_Aim of the exercise:_
For every record below, repeat the text exactly and pass over any image.

┌──

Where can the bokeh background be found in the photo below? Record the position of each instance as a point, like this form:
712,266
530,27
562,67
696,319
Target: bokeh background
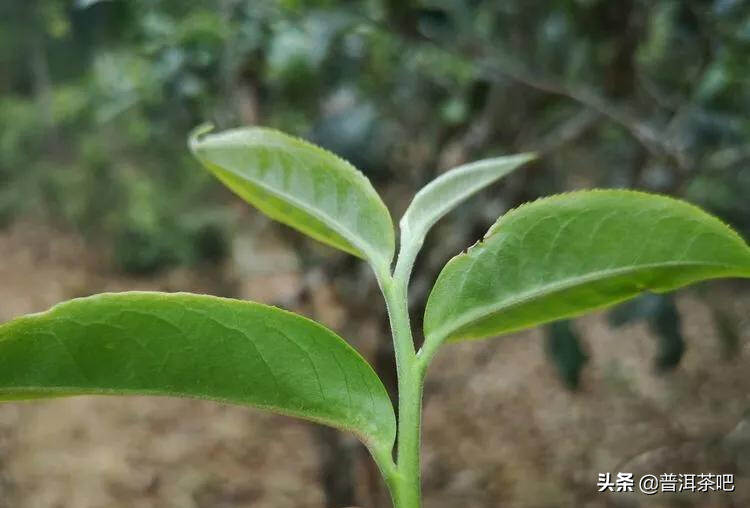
99,193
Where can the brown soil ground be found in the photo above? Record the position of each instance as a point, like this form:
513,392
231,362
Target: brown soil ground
500,430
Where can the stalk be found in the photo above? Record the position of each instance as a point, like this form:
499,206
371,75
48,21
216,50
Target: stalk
405,485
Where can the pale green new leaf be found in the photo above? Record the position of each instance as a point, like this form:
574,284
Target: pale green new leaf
196,346
565,255
450,189
301,185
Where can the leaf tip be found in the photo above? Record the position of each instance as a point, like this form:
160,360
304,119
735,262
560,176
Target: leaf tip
197,132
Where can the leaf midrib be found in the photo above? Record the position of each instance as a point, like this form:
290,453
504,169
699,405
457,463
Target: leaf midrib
343,231
442,333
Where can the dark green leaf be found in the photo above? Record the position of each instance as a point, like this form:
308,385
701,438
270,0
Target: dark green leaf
569,254
195,346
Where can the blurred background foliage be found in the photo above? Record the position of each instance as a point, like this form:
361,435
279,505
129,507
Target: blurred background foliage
97,98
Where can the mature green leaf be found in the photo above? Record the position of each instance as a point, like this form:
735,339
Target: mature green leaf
568,254
195,346
301,185
450,189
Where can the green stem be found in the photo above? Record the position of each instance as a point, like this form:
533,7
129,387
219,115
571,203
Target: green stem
405,485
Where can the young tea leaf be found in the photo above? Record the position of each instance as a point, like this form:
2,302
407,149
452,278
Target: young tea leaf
302,186
195,346
449,190
568,254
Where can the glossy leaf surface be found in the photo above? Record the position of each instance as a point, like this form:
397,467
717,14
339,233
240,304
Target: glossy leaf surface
450,189
195,346
301,185
565,255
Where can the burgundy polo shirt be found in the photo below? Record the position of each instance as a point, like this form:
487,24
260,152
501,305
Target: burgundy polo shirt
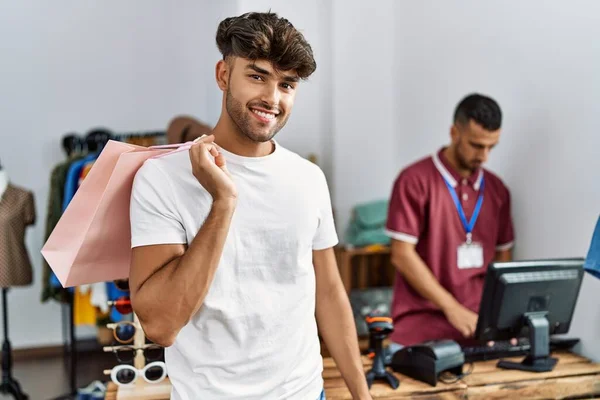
422,212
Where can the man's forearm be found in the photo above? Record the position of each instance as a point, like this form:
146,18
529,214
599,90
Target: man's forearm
171,296
420,278
337,327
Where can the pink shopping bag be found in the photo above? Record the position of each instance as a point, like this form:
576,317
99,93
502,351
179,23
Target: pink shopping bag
92,240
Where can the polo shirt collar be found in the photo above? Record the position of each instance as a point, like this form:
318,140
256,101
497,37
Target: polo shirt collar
450,174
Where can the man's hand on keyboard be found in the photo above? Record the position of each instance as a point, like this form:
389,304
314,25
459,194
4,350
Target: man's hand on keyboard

└──

_Solution to this problem:_
Where can the bokeh background be found in the photo below? Record the position of each instance as a point, like this form:
712,266
530,27
562,67
696,319
Target: bokeh background
99,193
Where can the brown soil ground be found in the photo above? Record the position of each instance as a point, like this form:
513,392
231,362
Target: brown soil ground
500,430
Where can the stalk be found in the photo above? Record the position of each instance as a point, like this form:
499,206
371,75
48,21
216,50
Target: stalk
405,485
Where can the pale green new leaf be found in the photo above? Record the position of each instance as a point, like this form:
574,284
Target: pale green new leaf
196,346
565,255
450,189
301,185
Where can the leaf tip be found in the photo above? Record the position of each instance as a point, like this form:
160,360
304,119
735,262
560,176
Target: leaf tip
197,132
Where can the leaf midrib be found in the photo above? Record the position of each instance as a point, like this form:
290,453
504,169
699,405
457,463
Target: leaf midrib
343,231
442,333
Where can the dark green leaf be found in the photo above? Record the position of each instance as a point, like this form:
308,385
701,438
270,0
Target: dark green leaf
569,254
195,346
Where can the blurred background foliage be found in the photo above? Record the position of each instance as a point, like this form:
361,435
279,505
129,507
Target: blurred background foliage
97,98
Where can the mature green leaf be found in the photo above? Record the position of each instance as a point, like this form:
735,339
Target: mature green leaf
568,254
195,346
301,185
450,189
Where can the green stem be found in the photo above? Record the position of each instance as a point, like this form:
533,7
129,387
219,115
571,203
Target: green stem
405,485
Where can the young tea leaf be found in the photo above? Record the position of each instance as a point, like this form:
2,302
407,149
452,278
Target: young tea leaf
302,186
195,346
449,190
568,254
Where can the glossy leaf surface be found in the photo above? Record the position of each instance as a point, like this form:
397,467
717,14
339,233
240,304
Target: glossy leaf surface
450,189
195,346
301,185
565,255
Where can the burgundy polo shirt be found in the photo below? Record the position of each instance as a point, like this form:
487,24
260,152
501,305
Target: burgundy polo shirt
422,212
Where can the man's forearm be found in the photo above? Record the position of each instance as a point, like this form:
146,18
529,214
599,90
Target: man's forearm
171,296
420,278
337,327
Where can the pink shopping bag be found in the photo above? Record the position of each instance as a point, like this form:
576,317
99,93
502,351
179,23
Target: pink shopping bag
92,240
Where can the polo shirt collar be found in the photo above? Record the position of each instance as a point, like this form:
318,140
256,101
497,37
Target: polo shirt collar
450,174
Where can the man's hand on keyboard be found in the photo above? Record the position of each instance as a point, like this form:
389,304
314,25
459,194
4,350
Target: man's hand on keyboard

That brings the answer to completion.